**EXERCISE DESCRIPTION:**
Reproduce the full listing that follows, matching it exactly.

**SUPPLIED RECORDS:**
== Segment start ==
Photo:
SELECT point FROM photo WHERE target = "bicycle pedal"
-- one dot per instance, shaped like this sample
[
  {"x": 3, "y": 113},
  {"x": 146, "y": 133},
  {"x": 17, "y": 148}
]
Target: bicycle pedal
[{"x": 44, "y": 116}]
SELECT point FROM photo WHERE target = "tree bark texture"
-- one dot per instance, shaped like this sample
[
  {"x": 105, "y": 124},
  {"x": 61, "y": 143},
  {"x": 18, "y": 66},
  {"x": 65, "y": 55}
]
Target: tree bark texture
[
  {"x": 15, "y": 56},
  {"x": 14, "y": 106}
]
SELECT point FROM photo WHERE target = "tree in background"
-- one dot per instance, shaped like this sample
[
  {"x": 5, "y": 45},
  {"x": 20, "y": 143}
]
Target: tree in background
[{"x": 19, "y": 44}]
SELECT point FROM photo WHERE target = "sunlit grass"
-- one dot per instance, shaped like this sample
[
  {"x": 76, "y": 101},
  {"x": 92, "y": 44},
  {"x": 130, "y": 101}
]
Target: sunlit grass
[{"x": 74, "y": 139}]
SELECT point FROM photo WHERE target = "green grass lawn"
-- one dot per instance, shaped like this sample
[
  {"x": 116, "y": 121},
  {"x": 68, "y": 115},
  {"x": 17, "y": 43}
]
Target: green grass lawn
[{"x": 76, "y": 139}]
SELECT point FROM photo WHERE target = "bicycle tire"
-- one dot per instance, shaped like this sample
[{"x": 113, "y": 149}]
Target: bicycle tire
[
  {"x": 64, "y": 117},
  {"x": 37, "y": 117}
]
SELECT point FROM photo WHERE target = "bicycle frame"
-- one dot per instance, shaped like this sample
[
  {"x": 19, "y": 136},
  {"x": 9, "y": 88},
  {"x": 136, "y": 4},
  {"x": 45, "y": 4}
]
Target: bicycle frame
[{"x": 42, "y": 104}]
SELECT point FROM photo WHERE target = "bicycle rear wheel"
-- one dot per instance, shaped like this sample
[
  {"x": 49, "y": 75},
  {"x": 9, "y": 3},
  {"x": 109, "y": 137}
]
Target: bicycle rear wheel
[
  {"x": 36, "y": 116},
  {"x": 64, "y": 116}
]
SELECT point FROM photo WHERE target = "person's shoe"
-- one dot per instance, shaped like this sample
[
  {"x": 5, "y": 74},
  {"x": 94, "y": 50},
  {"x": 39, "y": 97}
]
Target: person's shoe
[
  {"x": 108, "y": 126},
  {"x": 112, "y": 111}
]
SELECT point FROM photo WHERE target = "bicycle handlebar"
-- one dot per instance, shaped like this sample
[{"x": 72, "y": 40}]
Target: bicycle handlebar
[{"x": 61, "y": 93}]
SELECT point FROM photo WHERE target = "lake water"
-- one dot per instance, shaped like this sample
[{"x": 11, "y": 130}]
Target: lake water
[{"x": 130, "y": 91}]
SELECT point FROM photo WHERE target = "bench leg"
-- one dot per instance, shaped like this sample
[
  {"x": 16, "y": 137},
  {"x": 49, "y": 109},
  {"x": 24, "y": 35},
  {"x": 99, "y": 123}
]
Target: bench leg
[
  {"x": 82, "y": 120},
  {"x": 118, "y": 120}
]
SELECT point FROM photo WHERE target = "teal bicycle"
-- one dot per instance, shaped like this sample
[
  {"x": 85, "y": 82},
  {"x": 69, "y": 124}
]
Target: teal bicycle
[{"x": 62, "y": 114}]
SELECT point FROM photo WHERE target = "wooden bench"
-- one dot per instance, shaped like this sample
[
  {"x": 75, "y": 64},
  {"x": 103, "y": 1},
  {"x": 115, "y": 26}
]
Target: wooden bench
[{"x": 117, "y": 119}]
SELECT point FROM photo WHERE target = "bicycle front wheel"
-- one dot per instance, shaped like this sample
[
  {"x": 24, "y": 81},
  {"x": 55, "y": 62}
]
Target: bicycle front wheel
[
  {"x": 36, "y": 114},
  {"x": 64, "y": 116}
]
== Segment end ==
**EXPECTED ANSWER:**
Photo:
SELECT point FROM photo WHERE target = "bicycle pedal"
-- one dot per instance, shaped like this sample
[
  {"x": 3, "y": 113},
  {"x": 146, "y": 133},
  {"x": 17, "y": 148}
]
Target: bicycle pedal
[{"x": 44, "y": 116}]
SELECT point FROM photo WHERE target = "tree bark texture"
-- one dot per instance, shaped like this sample
[
  {"x": 105, "y": 124},
  {"x": 61, "y": 143},
  {"x": 18, "y": 66},
  {"x": 65, "y": 55}
]
Target: tree bark texture
[
  {"x": 15, "y": 56},
  {"x": 14, "y": 106}
]
SELECT point FROM photo WHERE target = "tree in background"
-- one dot per instance, shaped like this sample
[
  {"x": 5, "y": 45},
  {"x": 20, "y": 143}
]
Target: tree in background
[{"x": 19, "y": 44}]
SELECT point FROM photo WHERE target = "sunlit grass"
-- one dot per instance, shaped like this sample
[
  {"x": 76, "y": 101},
  {"x": 92, "y": 44},
  {"x": 130, "y": 101}
]
Target: sunlit grass
[{"x": 74, "y": 139}]
SELECT point FROM photo WHERE target = "green grass lawn"
-- one dot per instance, shaped like this sample
[
  {"x": 116, "y": 121},
  {"x": 68, "y": 115},
  {"x": 17, "y": 43}
]
Target: green grass lawn
[{"x": 76, "y": 139}]
SELECT point FROM photo WHERE target = "bicycle tire"
-- one dot per instance, shaped like this sample
[{"x": 113, "y": 149}]
Target: bicycle tire
[
  {"x": 64, "y": 117},
  {"x": 37, "y": 117}
]
SELECT point FROM photo WHERE target = "bicycle frame"
-- one dot per instance, shaped like this sample
[
  {"x": 19, "y": 136},
  {"x": 9, "y": 88},
  {"x": 136, "y": 4},
  {"x": 45, "y": 4}
]
Target: bicycle frame
[{"x": 42, "y": 104}]
SELECT point FROM photo WHERE target = "bicycle rear wheel"
-- one dot per instance, shaped like this sample
[
  {"x": 49, "y": 75},
  {"x": 9, "y": 3},
  {"x": 109, "y": 137}
]
Target: bicycle rear wheel
[
  {"x": 36, "y": 116},
  {"x": 64, "y": 116}
]
SELECT point FROM photo WHERE target = "person's shoe"
-- one dot per instance, shaped like this sample
[
  {"x": 5, "y": 74},
  {"x": 94, "y": 50},
  {"x": 39, "y": 97}
]
Target: person's shoe
[
  {"x": 108, "y": 126},
  {"x": 112, "y": 111}
]
SELECT point FROM photo WHERE target = "bicycle handlebar"
-- one dot per instance, shaped like this sample
[{"x": 72, "y": 40}]
Target: bicycle handlebar
[{"x": 61, "y": 93}]
SELECT point FROM photo WHERE target = "lake water"
-- one dot per instance, shaped like this sample
[{"x": 11, "y": 130}]
Target: lake water
[{"x": 130, "y": 91}]
SELECT point FROM photo WHERE target = "bench leg"
-- one dot per instance, shaped like this sample
[
  {"x": 16, "y": 137},
  {"x": 49, "y": 109},
  {"x": 24, "y": 35},
  {"x": 99, "y": 123}
]
Target: bench leg
[
  {"x": 82, "y": 120},
  {"x": 118, "y": 120}
]
SELECT point FROM photo WHERE target = "teal bicycle"
-- one dot per instance, shaped like this sample
[
  {"x": 85, "y": 82},
  {"x": 69, "y": 124}
]
Target: teal bicycle
[{"x": 62, "y": 114}]
SELECT point FROM photo WHERE target = "wooden bench"
-- one dot per instance, shaped like this sample
[
  {"x": 75, "y": 64},
  {"x": 103, "y": 1},
  {"x": 115, "y": 26}
]
Target: wooden bench
[{"x": 117, "y": 119}]
SELECT point FROM photo WHERE target = "bicycle front wheel"
-- one dot per instance, shaped like this sample
[
  {"x": 24, "y": 81},
  {"x": 55, "y": 62}
]
Target: bicycle front wheel
[
  {"x": 36, "y": 114},
  {"x": 64, "y": 116}
]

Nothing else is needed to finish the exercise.